O segundo dos requisitos estatuídos no n.º 1 do artigo 109.º do CPTA, refere-se à subsidiariedade da intimação, no sentido de que a intimação é o meio adequado quando a tutela do direito, liberdade ou garantia lesado, ou em vias de o ser, não se compadece com a delonga de um processo não urgente, ainda que acompanhado de uma providência cautelar. Assim, “[a] impossibilidade poderá resultar do facto de o juiz, para se pronunciar, ter necessariamente de ir ao fundo da questão, o que, como é sabido, lhe está vedado no âmbito dos procedimentos cautelares. Por sua vez, a insuficiência respeita à incapacidade de uma decisão provisória satisfazer as necessidades de tutela do particular, posto que estas apenas lograrão obter satisfação com uma tutela definitiva, sobre o fundo da questão. Estamos a referir-nos àquelas situações sujeitas a um período de tempo curto, ou que digam respeito a direitos que devam ser exercitados num prazo ou em datas demarcadas, maxime, questões relacionadas com eleições, actos ou comportamentos que devam ser realizados numa data fixa próxima ou num período de tempo determinado (como exames escolares ou uma frequência do ano lectivo), situações de carência pessoal ou familiar em que esteja em causa a própria sobrevivência pessoal de alguém, ou, ainda, casos relativos à situação civil ou profissional de uma pessoa. ” (Catarina Santos Botelho, A intimação para a protecção de direitos, liberdades e garantias: quid novum?, O Direito, n.º 143, I, 2011, pp. 31- 53).
Isto posto, importa, desde logo, dar conta que, opostamente ao alegado pela Recorrente, não basta a mera alegação da falta de título de residência, nem a alegação não concretizada de restrição de direitos, liberdades e garantias. O regime exposto reclama do autor que recorre à intimação para a proteção de direitos, liberdades e garantias, a alegação de factos concretos idóneos que evidenciem o preenchimento dos pressupostos da intimação para proteção de direitos, liberdades e garantias, enunciados no n.º 1 do artigo 109.º do Código de Processo nos Tribunais Administrativos. Encontrando-se a admissão da utilização de uma intimação para proteção de direitos, liberdades e garantias dependente da análise das circunstâncias de cada caso, sendo a verificação do preenchimento efetuada por referência à causa de pedir e ao pedido formulado pela requerente.

Dados registados:

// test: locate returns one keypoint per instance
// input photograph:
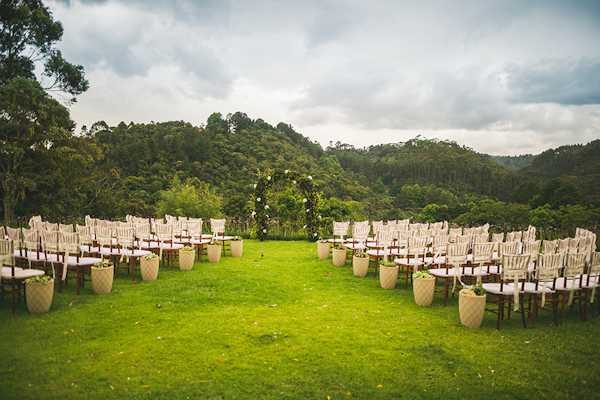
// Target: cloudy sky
(503, 77)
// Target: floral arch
(311, 199)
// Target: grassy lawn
(280, 323)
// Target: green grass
(283, 326)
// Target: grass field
(281, 324)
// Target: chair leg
(522, 303)
(535, 305)
(500, 310)
(554, 299)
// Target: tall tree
(30, 120)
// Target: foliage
(263, 189)
(43, 279)
(473, 290)
(31, 122)
(105, 263)
(422, 274)
(194, 199)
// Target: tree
(27, 37)
(30, 120)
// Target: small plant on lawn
(104, 263)
(361, 254)
(473, 290)
(38, 279)
(423, 274)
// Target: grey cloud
(567, 82)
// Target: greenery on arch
(311, 199)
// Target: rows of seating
(548, 274)
(68, 251)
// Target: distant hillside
(578, 164)
(444, 164)
(514, 163)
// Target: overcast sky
(503, 77)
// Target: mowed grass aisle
(283, 325)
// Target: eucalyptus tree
(31, 121)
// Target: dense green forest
(209, 170)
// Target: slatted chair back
(574, 265)
(439, 244)
(532, 248)
(515, 267)
(68, 242)
(7, 253)
(573, 246)
(547, 267)
(468, 231)
(340, 229)
(455, 232)
(482, 237)
(164, 232)
(194, 229)
(104, 236)
(85, 237)
(14, 234)
(217, 226)
(549, 246)
(416, 246)
(126, 237)
(49, 226)
(49, 242)
(563, 245)
(31, 240)
(177, 227)
(463, 239)
(360, 233)
(594, 266)
(456, 254)
(482, 253)
(508, 248)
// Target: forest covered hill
(139, 169)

Objetivo da tarefa:
Devolva, sem mudar nada, a parte do trecho sobre a intimação que começa nas palavras "Isto posto, importa, desde" e termina depois de "formulado pela requerente.". As entradas não fazem falta.

Resposta à tarefa:
Isto posto, importa, desde logo, dar conta que, opostamente ao alegado pela Recorrente, não basta a mera alegação da falta de título de residência, nem a alegação não concretizada de restrição de direitos, liberdades e garantias. O regime exposto reclama do autor que recorre à intimação para a proteção de direitos, liberdades e garantias, a alegação de factos concretos idóneos que evidenciem o preenchimento dos pressupostos da intimação para proteção de direitos, liberdades e garantias, enunciados no n.º 1 do artigo 109.º do Código de Processo nos Tribunais Administrativos. Encontrando-se a admissão da utilização de uma intimação para proteção de direitos, liberdades e garantias dependente da análise das circunstâncias de cada caso, sendo a verificação do preenchimento efetuada por referência à causa de pedir e ao pedido formulado pela requerente.